**課題の内容:**
**1.** 『極悪女王』についての文章のうち、「Netflix『極悪女王』を一気見した(ネタバレあり)」から「白石監督の映像は突飛な編集をするわけでも無ければCGを多様に使うわけでもない。」までの部分を書き写しなさい。その際、「白石監督」を「白石和彌監督」に置き換えること。
**2.** 『極悪女王』についての文章によると、このドラマの監督はだれですか。
**3.** 『極悪女王』についての文章の続きを、最後の文の後から書きなさい。

Netflix『極悪女王』を一気見した(ネタバレあり)
『画面の向こうにはゆりやんがダンプ松本として存在していた。』
『ダンプ松本、ブル中野、クラッシュギャルズ、長与千種、ライオネル飛鳥』
これらの言葉に馴染みのある世代。
私は昭和50年代前半生まれの人間ですが、おそらく昭和40年代、30年代後半生まれの方々に刺さりまくりのドラマではないでしょうか?
(記事内での敬称の省略、ご了承願います。)
こちらNetflixで独占配信中のドラマで、監督は今日本映画界を背負って立つ監督と言っても過言ではない『孤狼の血』や『死刑にいたる病』、『凶悪』など人の叫びや心のドス黒い何かを描かせたら誰も止められない白石和彌監督。
白石監督の映像は突飛な編集をするわけでも無ければCGを多様に使うわけでもない。
登場人物をじっくりと、迫力のある映像で魅せる、
正統派であり、昔の邦画好きの私としては堪らんテイストなんです。

**資料の内容:**
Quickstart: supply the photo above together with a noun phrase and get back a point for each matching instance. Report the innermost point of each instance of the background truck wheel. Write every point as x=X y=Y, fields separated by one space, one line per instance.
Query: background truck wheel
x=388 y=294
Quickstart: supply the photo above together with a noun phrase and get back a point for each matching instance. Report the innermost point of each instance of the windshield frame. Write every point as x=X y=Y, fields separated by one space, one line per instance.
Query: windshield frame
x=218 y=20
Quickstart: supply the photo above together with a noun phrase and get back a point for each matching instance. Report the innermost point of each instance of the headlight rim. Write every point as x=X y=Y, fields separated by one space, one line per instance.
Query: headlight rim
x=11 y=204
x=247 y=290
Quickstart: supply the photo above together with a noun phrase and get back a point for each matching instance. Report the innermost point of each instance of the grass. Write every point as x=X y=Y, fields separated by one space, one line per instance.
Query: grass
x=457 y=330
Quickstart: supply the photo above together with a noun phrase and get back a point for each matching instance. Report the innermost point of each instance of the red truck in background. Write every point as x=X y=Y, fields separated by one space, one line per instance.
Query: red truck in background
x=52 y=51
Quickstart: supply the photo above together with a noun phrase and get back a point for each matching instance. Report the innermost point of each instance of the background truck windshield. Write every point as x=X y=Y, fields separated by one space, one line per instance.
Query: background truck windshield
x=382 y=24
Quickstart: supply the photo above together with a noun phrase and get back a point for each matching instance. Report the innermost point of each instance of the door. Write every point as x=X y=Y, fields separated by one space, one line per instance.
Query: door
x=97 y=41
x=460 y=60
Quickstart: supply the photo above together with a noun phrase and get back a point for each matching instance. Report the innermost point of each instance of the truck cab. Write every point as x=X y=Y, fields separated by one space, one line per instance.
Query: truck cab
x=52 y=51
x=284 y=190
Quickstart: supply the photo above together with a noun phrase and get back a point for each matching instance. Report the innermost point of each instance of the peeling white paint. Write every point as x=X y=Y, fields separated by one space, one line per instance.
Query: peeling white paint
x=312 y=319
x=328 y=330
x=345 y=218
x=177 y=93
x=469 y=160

**解答:**
**1.**
Netflix『極悪女王』を一気見した(ネタバレあり)
『画面の向こうにはゆりやんがダンプ松本として存在していた。』
『ダンプ松本、ブル中野、クラッシュギャルズ、長与千種、ライオネル飛鳥』
これらの言葉に馴染みのある世代。
私は昭和50年代前半生まれの人間ですが、おそらく昭和40年代、30年代後半生まれの方々に刺さりまくりのドラマではないでしょうか?
(記事内での敬称の省略、ご了承願います。)
こちらNetflixで独占配信中のドラマで、監督は今日本映画界を背負って立つ監督と言っても過言ではない『孤狼の血』や『死刑にいたる病』、『凶悪』など人の叫びや心のドス黒い何かを描かせたら誰も止められない白石和彌監督。
白石和彌監督の映像は突飛な編集をするわけでも無ければCGを多様に使うわけでもない。

**2.** 白石和彌監督です。

**3.**
そんな白石監督と企画、脚本、プロデュースは鈴木おさむという最強タッグのドラマ『極悪女王』。
少し前にゆりやんが病院に行ってって話題になってた時があってその時にこのドラマを撮ってる事を初めて知りました。
登場人物はダンプ松本役、ゆりやんレトリィバァ。
長与千種役、唐田えりか。
ライオネル飛鳥役、剛力彩芽。
主要の3人ですが、この3人の人生をかけた迫真の演技は本当凄かったです。
ゆりやんはそれまでダイエットで45キロ痩せたのに今回で40キロまた太ったと言っていて、この作品にかける情熱をそれだけでも感じとれました。
ダンプ松本、本人が後半のダンプになった時のゆりやんの体つきは、本当にプロレスラーであり、かつダンプの体つきで、後ろから見たら私かな?と思った程で、
また、竹刀の振り方一つでも相当練習したのではないかと、本人が見ても自分にしか見えないと言っていたのが印象的です。
私もダンプ松本を見ていたのは小さい時でしたが、
頭の中にあるダンプとゆりやんが完全に一致しながら見ていました。
それまでポワポワした、ぽっちゃりちゃんだったのに、闇落ち(我が家ではそう呼んでます。)してダンプになってからは、本当のプロレスラーのようなガッチリとした筋肉を脂肪で囲った強靭の肉体をしていました。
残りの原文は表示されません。